Text provided
# Winter wonders!



## Equinoxe (Jan 10, 2015)

So, although a lot of things with winter are kind of unpleasant (face freezing off, your car under a huge pile of snow, snow in your boots, whatever), there are at least a few positive things that come with it. Why not discuss this _chilling_ season, then?

First of all, I love those pretty winter wonderland days! I'm willing to risk freezing my fingers to take pictures (like these ones I took this Monday) of that pretty postcard winter look because there's nothing quite like it. Doesn't matter if it's a 'freezing but sunny' or 'everything's in black and white' kinda day, if the world looks like it's covered in frosting, I'm happy. Snow-covered landscapes are oddly soothing.

Another notable thing about winter is that it's actually dark enough at night to see the stars (and northern lights if you're lucky). The sky is that special extra-deep, dark blue colour and you can really feel how huge the universe is. Plus if the moon is around, everything is transformed into a magical land of Not Actually Dark Even Though It's the Middle of the Night. I really wish I had a camera that was as sensitive as the human eye so I could capture those gorgeous late-night moments ;n;


How's _your_ relationship with the cold season (if your country even has one)? Do you love the crunchy kinda sound your boots make in the snow on a cold day, or are you just pissed when literally everything outside is frozen and miserable?


----------



## Zero Moment (Jan 10, 2015)

tbh it'd be cool if we got a little colder. It only really gets down to 60F here in the day. Apparently it's only snowed down here once in the last two centuries :<


----------



## Dar (Jan 11, 2015)

Including wind chill, it got to -30 degrees Fahrenheit here. Ever since then I haven't liked the season too much.


----------



## Murkrow (Jan 11, 2015)

I get that if you grew up in a place that gets loads of snow all the time, it would be annoying. I don't think I could ever get tired of snow, though. It's so pretty and crunchy.

I also generally prefer being cold to being hot. And there's no theoretical limit to how many layers of clothes you can put on if you want to warm up, while if you're too hot there's only so many layers you can take off before you expose your internal organs.

I like the time of day where it's darkish outside and the air is cool. Since night comes earlier in winter (I think? I never really learned which way around it was) that happens more often then.


----------



## Zero Moment (Jan 11, 2015)

Murkrow said:


> I get that if you grew up in a place that gets loads of snow all the time, it would be annoying. I don't think I could ever get tired of snow, though. It's so pretty and crunchy.
> 
> I also generally prefer being cold to being hot. And there's no theoretical limit to how many layers of clothes you can put on if you want to warm up, while if you're too hot there's only so many layers you can take off before you expose your internal organs.
> 
> I like the time of day where it's darkish outside and the air is cool. Since night comes earlier in winter (I think? I never really learned which way around it was) that happens more often then.


The longest day of the year is the summer solstice, the shortest day is the winter solstice.


----------



## M&F (Jan 11, 2015)

It's not winter where I live. It's high summer. The heat's been scorching, and it's been raining often and heavily. There's been massive thunderstorms more days than not, and even some blackouts. It doesn't always rain this much on summer -- and in fact it was painfully dry last year -- but I suppose weather in a somewhat mountainous region is bound to be prone to large and strange changes.

Extracted data entries:
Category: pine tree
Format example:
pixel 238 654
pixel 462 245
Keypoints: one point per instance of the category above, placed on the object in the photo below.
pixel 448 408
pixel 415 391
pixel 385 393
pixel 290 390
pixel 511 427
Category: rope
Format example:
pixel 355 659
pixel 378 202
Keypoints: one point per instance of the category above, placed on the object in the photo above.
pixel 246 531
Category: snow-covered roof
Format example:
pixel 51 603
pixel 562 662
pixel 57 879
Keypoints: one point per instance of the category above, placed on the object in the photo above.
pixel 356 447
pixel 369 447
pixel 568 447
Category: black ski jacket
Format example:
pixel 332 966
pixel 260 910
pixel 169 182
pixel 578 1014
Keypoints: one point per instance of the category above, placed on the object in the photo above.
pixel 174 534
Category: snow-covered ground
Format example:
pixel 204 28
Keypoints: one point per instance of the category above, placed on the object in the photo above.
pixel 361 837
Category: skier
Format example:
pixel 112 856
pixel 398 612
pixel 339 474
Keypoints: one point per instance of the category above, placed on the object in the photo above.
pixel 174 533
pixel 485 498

Work instructions
1. In the winter forum thread, how low did the temperature get, including wind chill, at Dar's location?
2. Carry on the winter forum thread from the end of its last post.

Expected answers
1. It reached -30 degrees Fahrenheit.

2.
I do prefer heat to cold, by a large margin. Even the relatively tame winters from here wear me thin -- I couldn't stand living someplace where it's cold enough to snow every year. (And besides, contrary to what seems to be popular sense, excessive heat is much easier to solve than excessive cold; a breeze or a fan do away with much of the hardships of heat, but as far as cold goes, there's no amount of bundling up that ever really solves the problem without leaving you with the opposite problem.)


----------



## Superbird (Jan 11, 2015)

North Carolina? Winter? What?

Whenever we get any snow here - even like a quarter of an inch - the school board goes crazy and cancels school for that day. Sometimes there doesn't even need to be any real snow. Last year the school system ended up canceling literally more than half of the days in February. It was somewhat pathetic.

But the reason for that is that it just doesn't get very cold here. Before January this winter, I don't think the temperature ever actually dropped below freezing. It has lately, but it's only gone down to 20°F or so, so nothing particularly scary.


----------



## Ether's Bane (Jan 11, 2015)

I live in the tropics, but I have experienced winter before, when I was on vacation in Australia five years ago.

Although I went during the tail-end of winter, when the temperature was about 15 Celsius (60 Fahrenheit) in the daytime and 8 Celsius (45 Fahrenheit) at night, well... let's just say that I learned that I prefer the tropics.


----------



## Momo(th) (Jan 11, 2015)

I really dislike the winter, and it's not because I'm super underweight and I'm always super duper cold maybe.

I loove it visually though


----------



## Negrek (Jan 12, 2015)

Winter is the only season I _don't_ like, tbh. I'm definitely someone who likes it hot, and while snow and icicles and Christmas lights and such are all lovely to look at, they would be even better in a season where I wasn't at least mildly chilly 80% of the time.

I will say that it's an excellent excuse to drink copious amounts of hot chocolate. But then again, who really _needs_ an excuse for that?


----------



## kyeugh (Jan 12, 2015)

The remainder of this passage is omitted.